──────── Brano selezionato ────────
Come si
sorpassa Bersani
25 Ottobre 2012
di CLAUDIO
CERASA su Il Foglio 25 Ottobre 2012
Il viaggio di Renzi, i segreti della fase due, il
senso della nuova rottamazione. Cronaca e parole di un giorno in camper con il
sindaco di Firenze
Ecco. E ora? Che succede? Come funziona? Come si
procede? E su cosa si punta? E come ci si muove? E cosa si dice? E come si
insegue? E come si rimonta? E i contenuti? Che dite? Meglio la comunicazione o
meglio le idee? Meglio i ricorsi o meglio i sorrisi? Meglio essere aggressivi o
meglio andare per la propria strada? Meglio attaccare a testa bassa o meglio
correre per i fatti propri? E soprattutto: meglio continuare con la storia della
rottamazione o meglio non nominarli più i vari Massimo D'Alema, i vari Walter
Veltroni, i vari Franco Marini, le varie Anna Finocchiaro, le varie Rosy Bindi
e parlare davvero di altro? Insomma, in altre parole: e adesso, che si fa?
──────── Dati forniti ────────
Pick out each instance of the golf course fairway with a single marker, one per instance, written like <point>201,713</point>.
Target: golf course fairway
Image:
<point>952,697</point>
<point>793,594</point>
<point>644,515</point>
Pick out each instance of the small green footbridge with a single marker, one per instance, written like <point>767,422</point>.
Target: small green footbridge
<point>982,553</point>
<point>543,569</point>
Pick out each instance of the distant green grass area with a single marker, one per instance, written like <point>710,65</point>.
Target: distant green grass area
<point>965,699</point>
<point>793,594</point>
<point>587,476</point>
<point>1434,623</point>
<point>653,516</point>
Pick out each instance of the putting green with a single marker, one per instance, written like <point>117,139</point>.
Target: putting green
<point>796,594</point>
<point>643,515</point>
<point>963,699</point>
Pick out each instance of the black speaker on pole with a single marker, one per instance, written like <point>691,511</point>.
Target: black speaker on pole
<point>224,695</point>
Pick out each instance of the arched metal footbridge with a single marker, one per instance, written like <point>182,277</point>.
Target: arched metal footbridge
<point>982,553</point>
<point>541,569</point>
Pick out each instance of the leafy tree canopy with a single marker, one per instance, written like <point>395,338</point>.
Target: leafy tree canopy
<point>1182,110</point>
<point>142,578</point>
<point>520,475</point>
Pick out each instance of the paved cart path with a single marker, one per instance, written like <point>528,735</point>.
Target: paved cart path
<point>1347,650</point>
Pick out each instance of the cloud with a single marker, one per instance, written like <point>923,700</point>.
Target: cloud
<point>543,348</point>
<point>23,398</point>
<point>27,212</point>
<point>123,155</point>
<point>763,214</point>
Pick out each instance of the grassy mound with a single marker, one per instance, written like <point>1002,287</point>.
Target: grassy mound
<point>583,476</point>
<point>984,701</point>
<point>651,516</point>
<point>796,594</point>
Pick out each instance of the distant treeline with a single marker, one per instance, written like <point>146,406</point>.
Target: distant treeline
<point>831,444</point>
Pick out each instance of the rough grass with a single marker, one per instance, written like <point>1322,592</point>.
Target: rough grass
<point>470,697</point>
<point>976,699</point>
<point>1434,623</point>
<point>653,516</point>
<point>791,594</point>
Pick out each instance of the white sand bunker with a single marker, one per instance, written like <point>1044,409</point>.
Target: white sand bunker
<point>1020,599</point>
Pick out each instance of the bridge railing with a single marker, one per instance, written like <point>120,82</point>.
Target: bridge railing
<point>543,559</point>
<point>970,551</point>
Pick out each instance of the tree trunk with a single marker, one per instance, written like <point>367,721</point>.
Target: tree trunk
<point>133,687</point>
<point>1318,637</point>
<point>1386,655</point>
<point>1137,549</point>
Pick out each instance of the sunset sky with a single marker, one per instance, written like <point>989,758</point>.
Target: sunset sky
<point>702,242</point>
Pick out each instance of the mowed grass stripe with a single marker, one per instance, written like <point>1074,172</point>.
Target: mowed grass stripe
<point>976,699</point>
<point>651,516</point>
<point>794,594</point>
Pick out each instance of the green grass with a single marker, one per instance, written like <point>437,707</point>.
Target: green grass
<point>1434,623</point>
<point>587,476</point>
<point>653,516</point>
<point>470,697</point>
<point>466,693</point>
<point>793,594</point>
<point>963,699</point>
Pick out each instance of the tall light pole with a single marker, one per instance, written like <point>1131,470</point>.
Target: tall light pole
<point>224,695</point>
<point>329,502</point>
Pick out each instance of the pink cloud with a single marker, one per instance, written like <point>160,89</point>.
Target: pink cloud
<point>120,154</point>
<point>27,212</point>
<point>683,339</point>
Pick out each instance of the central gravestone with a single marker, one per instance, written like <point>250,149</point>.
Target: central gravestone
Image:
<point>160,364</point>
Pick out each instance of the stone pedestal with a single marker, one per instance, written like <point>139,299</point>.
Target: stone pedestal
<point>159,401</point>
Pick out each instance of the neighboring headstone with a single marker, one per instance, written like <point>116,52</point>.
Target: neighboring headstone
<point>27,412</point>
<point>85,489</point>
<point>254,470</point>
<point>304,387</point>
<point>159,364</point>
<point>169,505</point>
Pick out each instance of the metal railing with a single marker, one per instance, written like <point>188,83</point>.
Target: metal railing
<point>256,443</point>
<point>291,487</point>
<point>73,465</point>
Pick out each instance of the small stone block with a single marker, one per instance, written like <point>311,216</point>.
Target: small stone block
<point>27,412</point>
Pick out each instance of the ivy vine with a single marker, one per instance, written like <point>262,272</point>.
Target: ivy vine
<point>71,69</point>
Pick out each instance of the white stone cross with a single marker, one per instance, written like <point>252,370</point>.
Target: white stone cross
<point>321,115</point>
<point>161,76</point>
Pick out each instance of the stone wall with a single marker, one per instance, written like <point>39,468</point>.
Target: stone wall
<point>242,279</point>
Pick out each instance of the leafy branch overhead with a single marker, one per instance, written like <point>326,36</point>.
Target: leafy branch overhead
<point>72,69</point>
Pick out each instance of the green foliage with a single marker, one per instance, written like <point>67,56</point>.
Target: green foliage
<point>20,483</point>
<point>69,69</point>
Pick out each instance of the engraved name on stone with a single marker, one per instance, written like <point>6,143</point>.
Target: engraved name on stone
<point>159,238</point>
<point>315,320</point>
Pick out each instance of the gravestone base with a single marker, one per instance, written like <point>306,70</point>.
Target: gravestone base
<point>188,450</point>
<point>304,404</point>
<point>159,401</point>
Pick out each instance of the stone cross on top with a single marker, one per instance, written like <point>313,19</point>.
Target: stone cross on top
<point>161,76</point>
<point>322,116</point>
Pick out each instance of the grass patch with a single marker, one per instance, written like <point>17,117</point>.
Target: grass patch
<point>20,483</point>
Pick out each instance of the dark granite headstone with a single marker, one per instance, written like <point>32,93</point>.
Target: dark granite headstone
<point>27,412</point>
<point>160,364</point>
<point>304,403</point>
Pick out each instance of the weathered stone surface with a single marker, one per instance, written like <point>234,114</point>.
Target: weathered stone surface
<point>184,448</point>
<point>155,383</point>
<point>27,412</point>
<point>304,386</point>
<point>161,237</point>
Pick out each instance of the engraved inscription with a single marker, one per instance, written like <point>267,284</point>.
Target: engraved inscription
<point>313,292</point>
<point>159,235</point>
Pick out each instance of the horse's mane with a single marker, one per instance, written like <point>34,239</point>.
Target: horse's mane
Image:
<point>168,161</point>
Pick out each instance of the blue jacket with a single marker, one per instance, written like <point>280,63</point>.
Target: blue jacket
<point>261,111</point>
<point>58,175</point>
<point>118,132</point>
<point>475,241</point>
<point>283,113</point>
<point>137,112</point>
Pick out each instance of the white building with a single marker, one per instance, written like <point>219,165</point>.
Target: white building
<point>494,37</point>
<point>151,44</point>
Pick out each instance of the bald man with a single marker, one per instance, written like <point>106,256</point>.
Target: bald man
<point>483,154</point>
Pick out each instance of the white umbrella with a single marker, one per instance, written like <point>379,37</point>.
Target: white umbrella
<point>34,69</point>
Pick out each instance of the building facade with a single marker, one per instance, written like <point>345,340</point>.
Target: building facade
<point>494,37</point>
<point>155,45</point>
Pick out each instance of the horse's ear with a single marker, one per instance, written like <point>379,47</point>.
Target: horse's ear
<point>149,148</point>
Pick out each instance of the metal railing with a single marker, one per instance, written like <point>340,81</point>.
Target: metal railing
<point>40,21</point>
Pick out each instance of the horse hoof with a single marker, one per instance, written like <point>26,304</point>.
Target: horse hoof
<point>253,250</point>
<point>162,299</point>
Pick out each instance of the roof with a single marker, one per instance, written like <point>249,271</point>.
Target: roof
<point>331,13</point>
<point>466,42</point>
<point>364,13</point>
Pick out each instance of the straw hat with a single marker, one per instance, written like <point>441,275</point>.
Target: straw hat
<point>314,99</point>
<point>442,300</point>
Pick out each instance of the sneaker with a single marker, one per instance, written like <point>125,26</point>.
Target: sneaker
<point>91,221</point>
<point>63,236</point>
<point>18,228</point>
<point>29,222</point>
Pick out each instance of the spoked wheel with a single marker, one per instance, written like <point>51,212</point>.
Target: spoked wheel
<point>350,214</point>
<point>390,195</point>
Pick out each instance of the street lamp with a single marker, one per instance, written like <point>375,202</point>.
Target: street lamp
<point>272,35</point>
────────
» Compiti
(a) Secondo l'articolo su Renzi e Bersani, a bordo di quale mezzo si svolge la giornata con il sindaco di Firenze?
(b) Riprendi l'articolo su Renzi e Bersani e proseguilo a partire dalla frase che segue l'ultima riportata.

» Insieme di risposte
(a) In camper.

(b)
Vercelli, lunedì ventidue ottobre. Matteo Renzi arriva poco dopo l'ora di
pranzo di fronte ai portici del Bar Italia, a pochi passi dall'antico foro
romano della vicina piazza Cavour. Il sindaco di Firenze scende rapidamente le
scalette del camper, stringe al volo un paio di mani, sorride di fronte ad
alcuni flash, risponde a qualche domanda, saluta la folla alzando il pollice
della mano destra, poi si infila sotto le arcate che circondano il bar più
famoso della città, impugna il microfono, si scusa per il ritardo, ringrazia i presenti,
saluta i comitati, omaggia i vercellesi e quindi, per una buona mezz'ora,
inizia a parlare. Sono le 15.30, Renzi arriva da una lunga giornata in giro per
il nord Italia: in mattinata è stato a Torino alla sede della Stampa (ore 9.00,
videoforum), poi in Val d'Aosta (ore 11.30, Arnad), quindi di nuovo in Piemonte
(Biella, ore 13.30); e dopo Vercelli ha un programma ancora fitto con arrivo ad
Asti alle 18.00 (teatro Alfieri), con tappa a Genova alle 21.30 (teatro
Stabile), con rientro previsto a Firenze, sempre in camper, intorno alle 4 di
notte, e con sveglia presto la mattina successiva per andare prima a fare
visita a una scuola elementare della sua città (ore 10.30) e poi per partire in
aereo (alle 15) e continuare il suo tour in Sardegna.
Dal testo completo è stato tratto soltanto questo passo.